__Your objective__
Copy out every line of the entries below, requests included, and add 27 to each pixel coordinate in the answer boxes.

* * * * *

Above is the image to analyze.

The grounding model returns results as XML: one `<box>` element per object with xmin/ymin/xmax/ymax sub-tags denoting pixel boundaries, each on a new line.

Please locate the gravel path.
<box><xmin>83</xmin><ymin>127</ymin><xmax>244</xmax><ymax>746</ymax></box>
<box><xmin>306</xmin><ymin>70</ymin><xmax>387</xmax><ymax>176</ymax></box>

* * * * *

__Answer in full__
Above is the image to analyze.

The grounding model returns results as XML: one `<box>` element per object with xmin/ymin/xmax/ymax sub-tags denoting pixel boundaries, each on a new line.

Please locate the gravel path.
<box><xmin>110</xmin><ymin>154</ymin><xmax>271</xmax><ymax>773</ymax></box>
<box><xmin>333</xmin><ymin>97</ymin><xmax>414</xmax><ymax>203</ymax></box>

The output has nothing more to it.